**GIVEN TASK A**:
Please write out the passage below on table naming conventions word for word.

For all the other tables, the following namign convention applies:

bqm_[FLOW NAME]_[TABLE IDENTIFIER]: tables that are materialized with the “table” materialization keyword
bqmi_[FLOW NAME]_[TABLE IDENTIFIER]: tables that are materialized with the “incremental” materialization keyword
bqmvw_[FLOW NAME]_[TABLE IDENTIFIER]: tables that are materialized with the “materialzed_view” materialization keyword. This is a local adapter and you can refer to this page for setting it up and using it.
bqvw_[FLOW NAME]_[TABLE IDENTIFIER]: tables that are materialized with the “view” materialization keyword

For the mapping tables that we materialize via seeds, we apply the following naming convention:

mapping_[TABLE_IDENTIFIER]

It is worth noting that the file names must be unique across all your codebase but table names can be identical across data layers (as a reminder, table names are set via the “alias” setting). Our naming conventions also prepend the data layer in the file name. The following example shows a very simple example of this naming convention:

The image displays a folder structure for a marketing dbt project, including configuration files, SQL and YAML files for staging, data warehouse, and data marts, as well as seed files for Salesforce customer mapping.

**AVAILABLE DATA**:
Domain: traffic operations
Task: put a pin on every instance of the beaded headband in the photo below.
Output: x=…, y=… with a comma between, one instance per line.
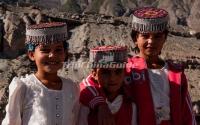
x=150, y=20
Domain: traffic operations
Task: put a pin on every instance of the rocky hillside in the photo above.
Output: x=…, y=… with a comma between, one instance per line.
x=88, y=30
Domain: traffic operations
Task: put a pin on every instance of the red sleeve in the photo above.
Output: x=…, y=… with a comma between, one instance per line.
x=188, y=117
x=90, y=95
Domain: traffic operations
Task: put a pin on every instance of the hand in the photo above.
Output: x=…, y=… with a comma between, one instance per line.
x=105, y=117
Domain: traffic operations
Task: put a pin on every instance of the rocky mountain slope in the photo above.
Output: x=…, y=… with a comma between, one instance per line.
x=88, y=30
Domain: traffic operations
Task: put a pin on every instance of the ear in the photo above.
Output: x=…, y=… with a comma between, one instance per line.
x=94, y=73
x=31, y=55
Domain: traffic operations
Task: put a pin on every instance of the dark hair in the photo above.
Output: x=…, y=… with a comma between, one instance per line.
x=134, y=35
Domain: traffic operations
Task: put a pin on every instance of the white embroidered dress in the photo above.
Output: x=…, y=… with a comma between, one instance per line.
x=31, y=103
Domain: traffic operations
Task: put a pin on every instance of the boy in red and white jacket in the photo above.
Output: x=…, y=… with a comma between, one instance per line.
x=107, y=75
x=159, y=88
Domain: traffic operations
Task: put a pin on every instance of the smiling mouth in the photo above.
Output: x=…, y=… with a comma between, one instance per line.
x=52, y=63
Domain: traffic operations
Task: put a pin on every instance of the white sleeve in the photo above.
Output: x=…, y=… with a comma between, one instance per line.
x=83, y=115
x=14, y=106
x=134, y=115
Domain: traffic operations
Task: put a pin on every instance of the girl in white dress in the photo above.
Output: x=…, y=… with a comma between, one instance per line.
x=44, y=98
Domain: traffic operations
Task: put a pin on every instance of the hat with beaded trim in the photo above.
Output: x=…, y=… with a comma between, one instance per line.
x=150, y=20
x=108, y=55
x=46, y=33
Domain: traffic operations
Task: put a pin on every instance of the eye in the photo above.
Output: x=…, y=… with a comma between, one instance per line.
x=105, y=72
x=45, y=50
x=59, y=49
x=144, y=35
x=158, y=35
x=119, y=71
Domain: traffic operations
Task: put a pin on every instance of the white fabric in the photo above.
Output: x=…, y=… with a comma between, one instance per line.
x=113, y=106
x=160, y=92
x=31, y=103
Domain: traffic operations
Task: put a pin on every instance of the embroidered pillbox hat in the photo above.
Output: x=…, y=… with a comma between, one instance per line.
x=46, y=33
x=150, y=19
x=108, y=56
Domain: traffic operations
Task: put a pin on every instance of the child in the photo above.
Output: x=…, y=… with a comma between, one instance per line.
x=44, y=98
x=158, y=87
x=107, y=76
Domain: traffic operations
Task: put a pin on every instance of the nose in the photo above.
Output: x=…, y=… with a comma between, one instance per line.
x=51, y=54
x=112, y=76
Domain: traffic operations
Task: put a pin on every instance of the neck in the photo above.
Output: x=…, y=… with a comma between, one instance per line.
x=51, y=81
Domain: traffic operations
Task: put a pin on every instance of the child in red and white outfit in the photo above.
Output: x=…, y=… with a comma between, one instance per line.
x=108, y=71
x=159, y=88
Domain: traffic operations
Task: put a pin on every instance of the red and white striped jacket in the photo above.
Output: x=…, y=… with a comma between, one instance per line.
x=138, y=88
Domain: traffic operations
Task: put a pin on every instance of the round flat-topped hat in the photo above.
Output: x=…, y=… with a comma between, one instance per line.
x=150, y=19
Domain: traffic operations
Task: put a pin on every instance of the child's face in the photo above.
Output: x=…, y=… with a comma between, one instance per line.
x=48, y=58
x=109, y=78
x=150, y=44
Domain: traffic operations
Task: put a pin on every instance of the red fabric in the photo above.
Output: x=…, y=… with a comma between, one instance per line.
x=138, y=89
x=122, y=117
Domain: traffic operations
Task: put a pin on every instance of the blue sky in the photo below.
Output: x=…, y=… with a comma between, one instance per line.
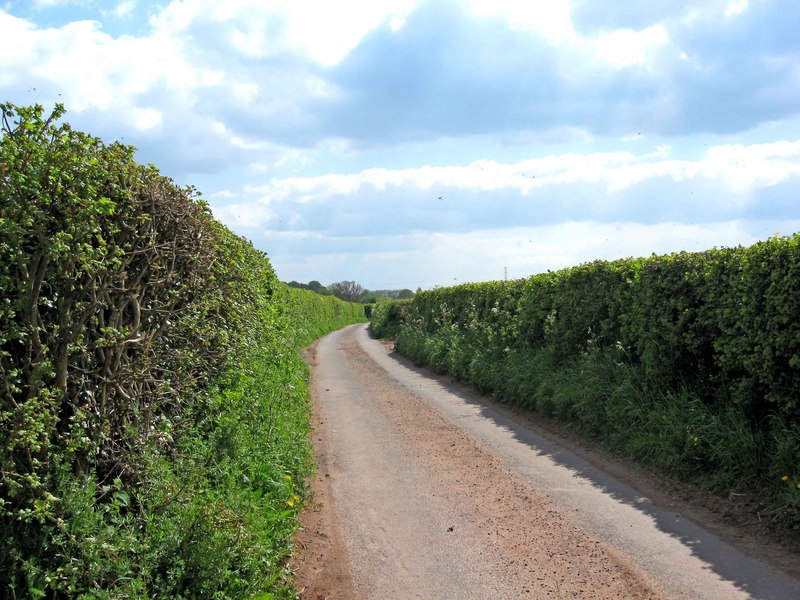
x=414, y=143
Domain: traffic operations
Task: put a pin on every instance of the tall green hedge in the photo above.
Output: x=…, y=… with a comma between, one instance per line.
x=153, y=407
x=690, y=360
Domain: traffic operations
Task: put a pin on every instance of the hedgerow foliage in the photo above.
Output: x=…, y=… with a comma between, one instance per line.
x=153, y=412
x=687, y=361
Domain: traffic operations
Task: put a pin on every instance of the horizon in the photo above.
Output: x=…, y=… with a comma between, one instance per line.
x=425, y=143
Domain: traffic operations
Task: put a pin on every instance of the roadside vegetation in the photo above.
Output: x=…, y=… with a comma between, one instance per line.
x=153, y=402
x=688, y=362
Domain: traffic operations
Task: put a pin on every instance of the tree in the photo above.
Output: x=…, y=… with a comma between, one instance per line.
x=349, y=291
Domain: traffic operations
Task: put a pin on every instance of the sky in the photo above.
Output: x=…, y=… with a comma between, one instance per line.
x=414, y=143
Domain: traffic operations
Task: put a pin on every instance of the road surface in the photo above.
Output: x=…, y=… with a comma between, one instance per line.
x=428, y=491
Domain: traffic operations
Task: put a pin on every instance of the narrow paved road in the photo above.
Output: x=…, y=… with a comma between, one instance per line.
x=427, y=492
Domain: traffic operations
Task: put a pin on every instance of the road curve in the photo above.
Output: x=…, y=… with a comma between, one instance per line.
x=434, y=494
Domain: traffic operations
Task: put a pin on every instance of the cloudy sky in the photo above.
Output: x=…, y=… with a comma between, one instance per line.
x=414, y=143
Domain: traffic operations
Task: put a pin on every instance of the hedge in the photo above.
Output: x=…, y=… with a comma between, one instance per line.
x=690, y=361
x=153, y=408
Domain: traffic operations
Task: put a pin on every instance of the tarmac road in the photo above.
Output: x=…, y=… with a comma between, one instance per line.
x=426, y=490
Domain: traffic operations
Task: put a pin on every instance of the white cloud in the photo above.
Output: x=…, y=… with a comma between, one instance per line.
x=125, y=9
x=626, y=47
x=325, y=31
x=551, y=19
x=737, y=7
x=442, y=259
x=146, y=118
x=738, y=168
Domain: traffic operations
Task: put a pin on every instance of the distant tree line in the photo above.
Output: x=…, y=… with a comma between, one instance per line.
x=351, y=291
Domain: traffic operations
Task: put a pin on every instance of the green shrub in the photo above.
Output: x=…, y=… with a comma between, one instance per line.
x=690, y=362
x=153, y=408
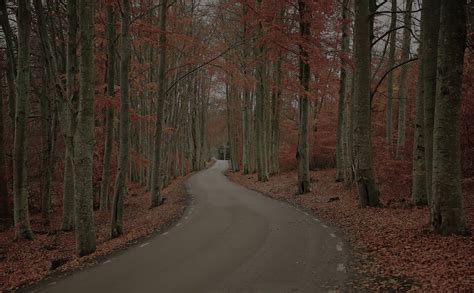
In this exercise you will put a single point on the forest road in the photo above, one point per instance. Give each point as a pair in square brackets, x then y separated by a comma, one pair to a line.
[230, 239]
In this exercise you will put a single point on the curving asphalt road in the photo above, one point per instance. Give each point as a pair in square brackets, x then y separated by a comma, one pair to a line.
[230, 239]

**GIVEN TASK B**:
Pull out every line of the entries above that contains the string "tree".

**FULL ANSWER A**:
For all the other tables, the following namign convention applies:

bqm_[FLOW NAME]_[TABLE IDENTIFIER]: tables that are materialized with the “table” materialization keyword
bqmi_[FLOW NAME]_[TABLE IDENTIFIER]: tables that are materialized with the “incremental” materialization keyword
bqmvw_[FLOW NAME]_[TABLE IDENTIFIER]: tables that are materialized with the “materialzed_view” materialization keyword. This is a local adapter and you can refer to this page for setting it up and using it.
bqvw_[FLOW NAME]_[TABLE IDENTIFIER]: tables that are materialized with the “view” materialization keyword

For the mapping tables that we materialize via seeds, we apply the following naming convention:

mapping_[TABLE_IDENTIFIER]

It is worth noting that the file names must be unique across all your codebase but table names can be identical across data layers (as a reminder, table names are set via the “alias” setting). Our naming conventions also prepend the data layer in the file name. The following example shows a very simple example of this naming convention:

The image displays a folder structure for a marketing dbt project, including configuration files, SQL and YAML files for staging, data warehouse, and data marts, as well as seed files for Salesforce customer mapping.

**FULL ANSWER B**:
Task: put a pin on every instance of the tree in the photo above.
Task: put a pin on every instance of the distant tree line in the photo above.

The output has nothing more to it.